• _TASK PROMPT_
Go to the line containing "the concrete bench" below; retype it and all following lines exactly, and leave out the pictures.

• _MATERIAL FOR THE TASK_
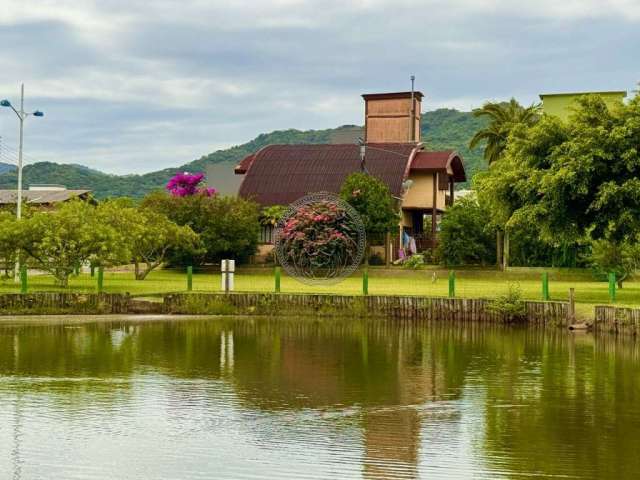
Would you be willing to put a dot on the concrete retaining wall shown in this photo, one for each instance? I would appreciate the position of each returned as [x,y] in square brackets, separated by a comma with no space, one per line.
[611,319]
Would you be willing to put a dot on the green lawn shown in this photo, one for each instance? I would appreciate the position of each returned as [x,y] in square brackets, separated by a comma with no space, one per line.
[470,283]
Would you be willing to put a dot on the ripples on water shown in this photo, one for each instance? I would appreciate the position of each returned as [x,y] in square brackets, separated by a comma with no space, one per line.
[240,399]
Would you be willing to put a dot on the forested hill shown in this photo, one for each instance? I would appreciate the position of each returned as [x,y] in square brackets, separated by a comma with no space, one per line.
[441,129]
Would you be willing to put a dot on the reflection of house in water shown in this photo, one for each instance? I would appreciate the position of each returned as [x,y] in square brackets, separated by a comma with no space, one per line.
[386,373]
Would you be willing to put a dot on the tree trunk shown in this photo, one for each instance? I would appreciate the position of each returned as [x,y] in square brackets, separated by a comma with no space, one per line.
[142,274]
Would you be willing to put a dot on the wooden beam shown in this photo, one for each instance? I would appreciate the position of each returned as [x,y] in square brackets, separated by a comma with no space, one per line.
[434,211]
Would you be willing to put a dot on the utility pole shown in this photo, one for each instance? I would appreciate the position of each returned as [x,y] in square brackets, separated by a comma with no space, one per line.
[22,115]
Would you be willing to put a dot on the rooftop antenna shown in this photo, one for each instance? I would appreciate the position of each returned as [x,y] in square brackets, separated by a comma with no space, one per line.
[412,122]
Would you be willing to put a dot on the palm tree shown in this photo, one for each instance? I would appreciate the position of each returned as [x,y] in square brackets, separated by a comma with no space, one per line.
[503,117]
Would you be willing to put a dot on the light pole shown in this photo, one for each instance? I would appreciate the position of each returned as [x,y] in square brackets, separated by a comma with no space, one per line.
[22,115]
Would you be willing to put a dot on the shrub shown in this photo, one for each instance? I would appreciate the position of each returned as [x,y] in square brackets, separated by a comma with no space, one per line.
[376,259]
[510,305]
[320,237]
[414,261]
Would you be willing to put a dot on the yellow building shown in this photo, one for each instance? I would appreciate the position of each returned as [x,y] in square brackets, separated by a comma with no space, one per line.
[560,104]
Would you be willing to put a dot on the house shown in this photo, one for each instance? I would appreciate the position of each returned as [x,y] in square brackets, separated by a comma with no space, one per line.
[422,181]
[559,104]
[43,196]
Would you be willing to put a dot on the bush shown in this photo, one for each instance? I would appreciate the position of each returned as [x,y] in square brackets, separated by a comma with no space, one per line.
[623,259]
[376,259]
[414,261]
[510,305]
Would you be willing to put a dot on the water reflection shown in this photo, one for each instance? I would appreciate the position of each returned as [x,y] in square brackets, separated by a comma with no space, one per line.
[315,399]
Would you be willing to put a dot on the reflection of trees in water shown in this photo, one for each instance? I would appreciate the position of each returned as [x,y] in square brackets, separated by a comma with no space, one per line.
[563,404]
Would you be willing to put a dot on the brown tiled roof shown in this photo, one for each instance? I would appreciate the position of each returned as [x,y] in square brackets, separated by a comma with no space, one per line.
[244,164]
[427,161]
[388,96]
[280,174]
[41,197]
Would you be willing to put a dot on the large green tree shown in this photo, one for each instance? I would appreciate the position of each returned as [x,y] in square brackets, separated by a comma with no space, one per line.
[150,235]
[61,240]
[466,236]
[572,180]
[503,117]
[371,198]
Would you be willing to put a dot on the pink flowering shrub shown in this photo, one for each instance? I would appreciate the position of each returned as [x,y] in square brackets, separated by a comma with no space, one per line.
[319,239]
[187,184]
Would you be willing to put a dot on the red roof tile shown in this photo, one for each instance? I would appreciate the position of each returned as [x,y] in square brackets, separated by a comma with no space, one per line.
[280,174]
[244,164]
[444,160]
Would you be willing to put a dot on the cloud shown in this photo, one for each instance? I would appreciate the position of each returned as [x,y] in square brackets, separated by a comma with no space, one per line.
[136,86]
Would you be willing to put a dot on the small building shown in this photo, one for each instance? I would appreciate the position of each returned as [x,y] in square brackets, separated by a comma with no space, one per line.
[422,181]
[43,196]
[559,104]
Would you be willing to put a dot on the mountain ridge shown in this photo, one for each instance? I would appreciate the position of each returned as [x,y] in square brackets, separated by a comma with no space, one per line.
[441,129]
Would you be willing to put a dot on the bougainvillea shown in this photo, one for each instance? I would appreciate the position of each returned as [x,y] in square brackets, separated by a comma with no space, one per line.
[320,240]
[185,184]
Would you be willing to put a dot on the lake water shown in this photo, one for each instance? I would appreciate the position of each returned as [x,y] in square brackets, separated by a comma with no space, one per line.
[249,398]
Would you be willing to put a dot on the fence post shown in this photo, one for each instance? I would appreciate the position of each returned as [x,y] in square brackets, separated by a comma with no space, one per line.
[452,284]
[365,281]
[23,279]
[612,287]
[545,286]
[572,306]
[100,278]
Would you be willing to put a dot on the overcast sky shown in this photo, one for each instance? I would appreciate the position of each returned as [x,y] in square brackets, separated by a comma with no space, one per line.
[134,86]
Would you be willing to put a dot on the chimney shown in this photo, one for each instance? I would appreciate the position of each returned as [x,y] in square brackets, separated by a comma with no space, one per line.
[392,117]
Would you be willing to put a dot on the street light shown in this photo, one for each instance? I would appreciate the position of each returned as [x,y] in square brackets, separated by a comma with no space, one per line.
[22,115]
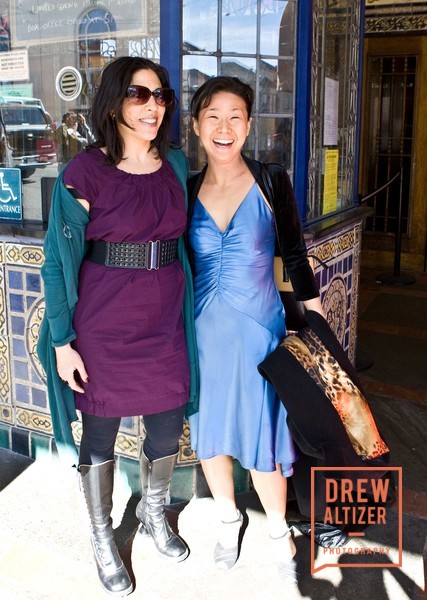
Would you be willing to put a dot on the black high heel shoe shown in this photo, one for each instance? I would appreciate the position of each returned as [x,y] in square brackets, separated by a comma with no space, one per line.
[287,568]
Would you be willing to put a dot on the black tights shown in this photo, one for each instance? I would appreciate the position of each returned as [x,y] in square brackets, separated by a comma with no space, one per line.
[99,436]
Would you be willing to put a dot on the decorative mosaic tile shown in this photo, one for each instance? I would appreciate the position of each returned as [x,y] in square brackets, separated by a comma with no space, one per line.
[6,413]
[33,420]
[339,282]
[5,379]
[25,255]
[3,310]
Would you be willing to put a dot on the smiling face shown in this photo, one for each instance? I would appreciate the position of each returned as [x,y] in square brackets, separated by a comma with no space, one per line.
[223,127]
[143,119]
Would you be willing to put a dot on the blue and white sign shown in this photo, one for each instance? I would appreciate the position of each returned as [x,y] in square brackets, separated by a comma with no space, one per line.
[10,194]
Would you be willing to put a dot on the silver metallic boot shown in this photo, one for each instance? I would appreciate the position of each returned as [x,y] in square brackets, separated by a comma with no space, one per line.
[97,482]
[156,476]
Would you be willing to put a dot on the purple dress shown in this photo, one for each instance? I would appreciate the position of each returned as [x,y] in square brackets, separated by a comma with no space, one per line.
[128,322]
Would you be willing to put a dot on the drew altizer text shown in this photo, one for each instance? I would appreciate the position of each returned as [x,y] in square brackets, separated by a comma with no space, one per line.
[352,497]
[365,503]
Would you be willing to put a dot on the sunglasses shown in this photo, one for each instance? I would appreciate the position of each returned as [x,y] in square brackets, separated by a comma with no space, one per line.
[139,94]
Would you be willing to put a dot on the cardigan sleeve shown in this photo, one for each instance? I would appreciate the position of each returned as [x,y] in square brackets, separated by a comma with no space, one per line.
[64,249]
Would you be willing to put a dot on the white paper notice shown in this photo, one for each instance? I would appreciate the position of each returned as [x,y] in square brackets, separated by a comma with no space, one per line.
[330,119]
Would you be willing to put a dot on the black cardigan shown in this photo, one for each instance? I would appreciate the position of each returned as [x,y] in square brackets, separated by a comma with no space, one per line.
[290,240]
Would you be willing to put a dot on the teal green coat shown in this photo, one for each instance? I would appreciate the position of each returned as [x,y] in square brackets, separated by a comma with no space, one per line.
[64,250]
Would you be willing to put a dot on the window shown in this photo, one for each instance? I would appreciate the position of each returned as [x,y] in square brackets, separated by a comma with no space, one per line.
[334,100]
[255,41]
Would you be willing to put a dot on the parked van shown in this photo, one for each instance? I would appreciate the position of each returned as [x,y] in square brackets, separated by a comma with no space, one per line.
[27,134]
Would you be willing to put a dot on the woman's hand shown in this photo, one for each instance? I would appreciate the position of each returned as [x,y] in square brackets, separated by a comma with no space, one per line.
[68,361]
[315,305]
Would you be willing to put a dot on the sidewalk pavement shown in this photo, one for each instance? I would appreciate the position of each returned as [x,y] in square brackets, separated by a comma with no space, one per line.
[45,551]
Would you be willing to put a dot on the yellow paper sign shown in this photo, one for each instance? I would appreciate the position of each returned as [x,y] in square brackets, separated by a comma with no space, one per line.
[330,181]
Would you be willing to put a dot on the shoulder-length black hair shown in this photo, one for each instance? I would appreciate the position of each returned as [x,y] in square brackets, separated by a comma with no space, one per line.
[203,96]
[107,106]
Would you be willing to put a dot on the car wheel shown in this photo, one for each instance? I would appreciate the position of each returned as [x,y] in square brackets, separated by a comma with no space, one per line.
[27,171]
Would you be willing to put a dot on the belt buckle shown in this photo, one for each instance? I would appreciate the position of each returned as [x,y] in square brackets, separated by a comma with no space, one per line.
[153,255]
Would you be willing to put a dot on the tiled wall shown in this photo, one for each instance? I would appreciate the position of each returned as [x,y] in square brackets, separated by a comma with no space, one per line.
[25,423]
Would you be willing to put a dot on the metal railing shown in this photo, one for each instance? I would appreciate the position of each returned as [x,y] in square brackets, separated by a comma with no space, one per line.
[396,278]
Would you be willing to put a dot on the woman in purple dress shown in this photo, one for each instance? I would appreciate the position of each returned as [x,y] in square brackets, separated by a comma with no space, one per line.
[128,355]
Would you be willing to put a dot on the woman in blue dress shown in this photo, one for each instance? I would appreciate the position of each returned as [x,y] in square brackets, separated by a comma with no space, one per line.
[240,318]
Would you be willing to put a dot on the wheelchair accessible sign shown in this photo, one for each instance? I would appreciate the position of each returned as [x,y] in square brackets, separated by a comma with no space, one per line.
[10,194]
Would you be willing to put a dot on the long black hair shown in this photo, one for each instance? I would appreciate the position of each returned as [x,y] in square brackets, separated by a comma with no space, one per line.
[107,106]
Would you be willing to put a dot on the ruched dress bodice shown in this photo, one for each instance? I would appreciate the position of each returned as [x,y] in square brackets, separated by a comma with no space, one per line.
[239,320]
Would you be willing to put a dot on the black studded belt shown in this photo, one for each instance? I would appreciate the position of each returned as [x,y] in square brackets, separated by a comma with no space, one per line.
[129,255]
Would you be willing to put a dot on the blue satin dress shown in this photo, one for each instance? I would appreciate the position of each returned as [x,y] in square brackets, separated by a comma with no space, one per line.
[239,321]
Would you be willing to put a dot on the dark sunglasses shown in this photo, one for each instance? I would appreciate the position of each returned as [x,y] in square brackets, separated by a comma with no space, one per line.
[139,94]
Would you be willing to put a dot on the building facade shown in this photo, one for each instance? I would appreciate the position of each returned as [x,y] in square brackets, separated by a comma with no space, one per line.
[304,61]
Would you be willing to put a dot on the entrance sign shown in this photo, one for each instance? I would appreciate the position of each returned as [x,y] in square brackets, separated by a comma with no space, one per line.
[10,194]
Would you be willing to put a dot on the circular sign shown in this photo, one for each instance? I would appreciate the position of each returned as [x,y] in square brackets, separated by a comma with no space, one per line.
[69,83]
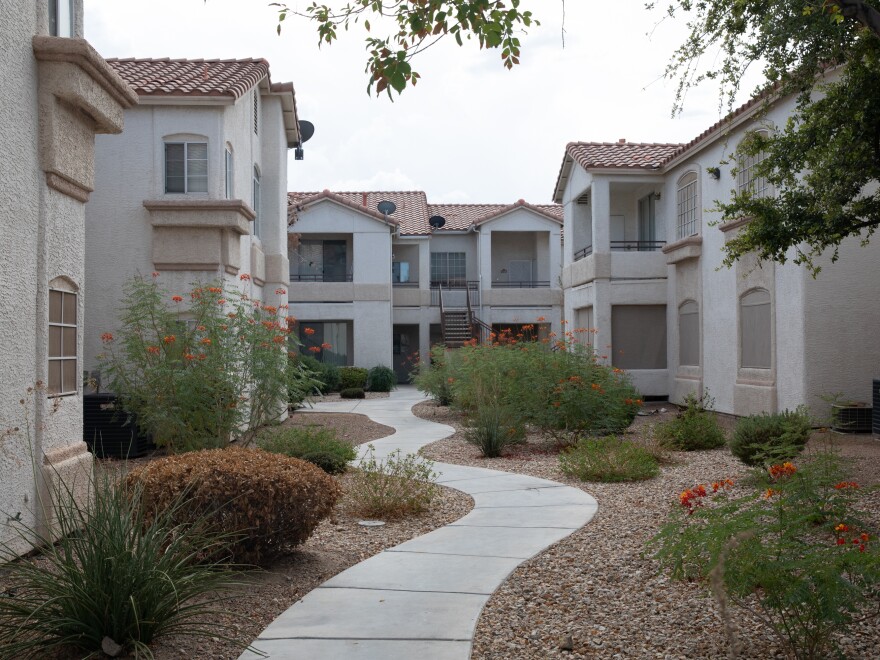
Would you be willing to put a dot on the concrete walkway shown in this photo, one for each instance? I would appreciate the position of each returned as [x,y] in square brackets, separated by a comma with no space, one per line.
[421,599]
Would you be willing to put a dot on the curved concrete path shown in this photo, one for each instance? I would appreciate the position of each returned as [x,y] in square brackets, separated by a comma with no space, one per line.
[422,598]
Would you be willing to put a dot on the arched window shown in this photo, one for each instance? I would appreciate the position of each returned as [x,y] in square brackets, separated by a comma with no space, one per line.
[755,330]
[689,334]
[687,223]
[746,178]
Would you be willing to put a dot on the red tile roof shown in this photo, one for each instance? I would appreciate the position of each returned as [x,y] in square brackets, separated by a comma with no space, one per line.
[413,210]
[167,77]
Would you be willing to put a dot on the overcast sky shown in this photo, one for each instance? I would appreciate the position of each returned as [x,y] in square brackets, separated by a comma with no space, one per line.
[470,131]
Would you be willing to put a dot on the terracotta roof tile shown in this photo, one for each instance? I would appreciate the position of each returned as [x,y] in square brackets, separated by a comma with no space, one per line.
[413,210]
[167,77]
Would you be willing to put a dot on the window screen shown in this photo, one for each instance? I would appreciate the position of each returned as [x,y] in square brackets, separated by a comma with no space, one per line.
[754,317]
[62,343]
[638,336]
[689,334]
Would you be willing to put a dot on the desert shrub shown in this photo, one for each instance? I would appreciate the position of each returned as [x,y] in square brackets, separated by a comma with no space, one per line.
[762,439]
[115,579]
[352,377]
[196,383]
[793,546]
[272,502]
[315,444]
[694,428]
[434,376]
[381,379]
[608,459]
[396,486]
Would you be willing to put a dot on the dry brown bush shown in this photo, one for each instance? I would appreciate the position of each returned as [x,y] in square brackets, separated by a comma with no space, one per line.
[269,502]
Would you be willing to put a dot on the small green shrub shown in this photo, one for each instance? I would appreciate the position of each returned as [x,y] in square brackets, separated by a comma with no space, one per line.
[793,547]
[381,379]
[694,428]
[114,573]
[608,459]
[315,444]
[492,429]
[396,486]
[352,393]
[352,377]
[271,502]
[764,439]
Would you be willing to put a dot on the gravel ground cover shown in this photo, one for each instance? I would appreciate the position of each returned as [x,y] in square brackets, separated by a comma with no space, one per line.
[594,595]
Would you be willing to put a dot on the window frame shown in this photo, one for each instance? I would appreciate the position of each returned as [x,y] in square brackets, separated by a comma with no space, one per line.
[687,216]
[186,165]
[63,357]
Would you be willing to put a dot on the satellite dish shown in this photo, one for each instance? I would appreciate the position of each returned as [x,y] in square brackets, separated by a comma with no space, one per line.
[386,208]
[306,131]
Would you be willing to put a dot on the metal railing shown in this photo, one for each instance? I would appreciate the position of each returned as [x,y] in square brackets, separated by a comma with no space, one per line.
[583,253]
[320,277]
[637,246]
[526,284]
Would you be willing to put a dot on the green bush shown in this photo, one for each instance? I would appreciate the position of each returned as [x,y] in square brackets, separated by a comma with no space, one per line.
[763,439]
[113,574]
[396,486]
[434,376]
[793,547]
[694,428]
[381,379]
[315,444]
[271,502]
[608,459]
[351,377]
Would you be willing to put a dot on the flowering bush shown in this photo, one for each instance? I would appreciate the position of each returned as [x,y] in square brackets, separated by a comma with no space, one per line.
[197,373]
[795,544]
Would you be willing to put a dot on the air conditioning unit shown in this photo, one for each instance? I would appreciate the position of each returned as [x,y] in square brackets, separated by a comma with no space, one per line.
[110,431]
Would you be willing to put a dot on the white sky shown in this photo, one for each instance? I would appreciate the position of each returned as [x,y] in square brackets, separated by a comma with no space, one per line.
[470,131]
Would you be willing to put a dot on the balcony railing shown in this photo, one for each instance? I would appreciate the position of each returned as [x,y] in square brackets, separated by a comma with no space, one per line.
[583,253]
[531,284]
[320,277]
[456,293]
[637,246]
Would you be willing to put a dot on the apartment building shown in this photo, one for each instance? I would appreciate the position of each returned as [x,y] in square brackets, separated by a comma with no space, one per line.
[195,188]
[380,276]
[57,94]
[643,266]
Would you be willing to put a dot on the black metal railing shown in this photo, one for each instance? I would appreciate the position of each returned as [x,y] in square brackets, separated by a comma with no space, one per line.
[526,284]
[320,277]
[583,253]
[637,246]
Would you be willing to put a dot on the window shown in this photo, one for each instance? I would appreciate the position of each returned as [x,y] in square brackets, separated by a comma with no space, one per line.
[638,336]
[229,170]
[686,224]
[256,113]
[186,167]
[320,261]
[448,268]
[747,180]
[325,341]
[754,320]
[61,15]
[689,334]
[257,202]
[62,343]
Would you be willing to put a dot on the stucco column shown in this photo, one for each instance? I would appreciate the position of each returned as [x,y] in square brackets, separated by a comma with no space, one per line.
[600,198]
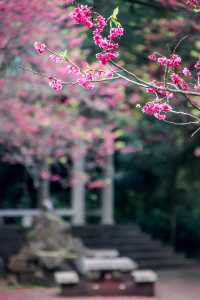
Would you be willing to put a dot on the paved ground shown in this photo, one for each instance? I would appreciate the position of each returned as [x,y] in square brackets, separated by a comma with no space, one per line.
[51,294]
[183,284]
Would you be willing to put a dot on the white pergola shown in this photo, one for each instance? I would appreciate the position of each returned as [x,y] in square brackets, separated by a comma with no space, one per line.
[77,213]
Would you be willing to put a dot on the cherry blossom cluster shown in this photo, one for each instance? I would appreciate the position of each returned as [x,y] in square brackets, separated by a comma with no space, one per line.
[83,78]
[173,61]
[156,109]
[193,4]
[83,15]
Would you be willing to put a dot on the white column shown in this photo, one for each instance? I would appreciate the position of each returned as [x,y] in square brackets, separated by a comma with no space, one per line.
[108,194]
[78,189]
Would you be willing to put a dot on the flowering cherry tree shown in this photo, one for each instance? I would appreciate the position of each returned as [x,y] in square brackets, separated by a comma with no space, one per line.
[178,78]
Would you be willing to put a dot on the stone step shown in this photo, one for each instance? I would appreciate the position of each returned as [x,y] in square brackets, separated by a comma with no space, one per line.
[127,239]
[97,243]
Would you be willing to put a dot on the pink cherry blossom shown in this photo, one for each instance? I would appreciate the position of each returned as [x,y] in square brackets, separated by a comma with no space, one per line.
[186,72]
[82,15]
[116,32]
[39,47]
[197,65]
[104,57]
[55,84]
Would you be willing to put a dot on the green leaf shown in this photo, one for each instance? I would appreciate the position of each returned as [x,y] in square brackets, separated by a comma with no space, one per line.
[115,12]
[64,54]
[113,17]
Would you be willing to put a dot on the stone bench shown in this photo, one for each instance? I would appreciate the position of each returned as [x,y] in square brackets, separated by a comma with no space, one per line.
[68,282]
[66,278]
[145,281]
[103,253]
[101,264]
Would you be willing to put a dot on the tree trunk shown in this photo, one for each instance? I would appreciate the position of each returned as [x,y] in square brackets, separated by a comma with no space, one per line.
[78,188]
[108,193]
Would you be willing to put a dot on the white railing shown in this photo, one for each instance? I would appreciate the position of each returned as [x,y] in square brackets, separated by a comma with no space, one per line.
[28,214]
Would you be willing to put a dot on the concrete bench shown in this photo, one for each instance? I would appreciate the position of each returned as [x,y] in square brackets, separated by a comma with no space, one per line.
[99,264]
[103,253]
[66,278]
[145,281]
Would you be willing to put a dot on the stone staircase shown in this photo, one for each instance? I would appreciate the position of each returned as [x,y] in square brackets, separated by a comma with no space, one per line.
[130,241]
[127,239]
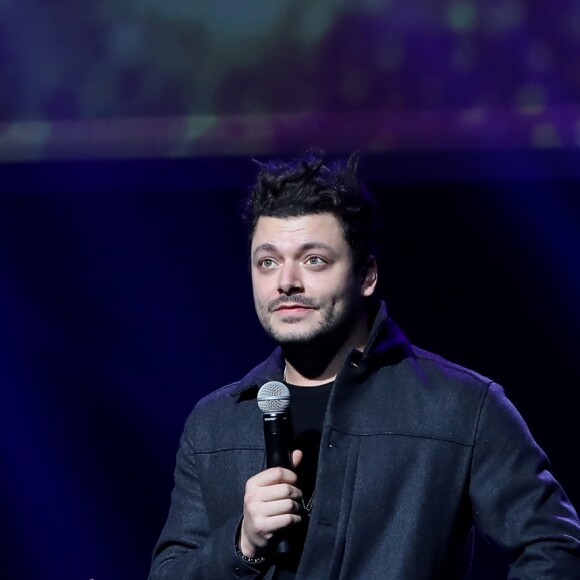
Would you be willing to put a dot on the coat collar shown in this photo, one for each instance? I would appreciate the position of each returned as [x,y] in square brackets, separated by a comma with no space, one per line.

• _SOLVED EXERCISE_
Would you be willing to put a dot on the concrete bench shown in this photo, one for each instance? I would appreciate the position of each returned as [x,y] in square brackets, separated by a comma with no space, one per line.
[99,264]
[103,253]
[66,278]
[145,281]
Would you be willing to put a dot on the stone staircase shown in this photo, one for each instance? I would appreciate the position of each returned as [x,y] in square brackets, separated by a comma with no space, one per line.
[130,241]
[127,239]
Would you be willing to put a dot on the coat collar shown in this photo, one for each instance? I would appreciate the position of each returned as [x,y] in square brackets, separated by a comma with no space, one per line.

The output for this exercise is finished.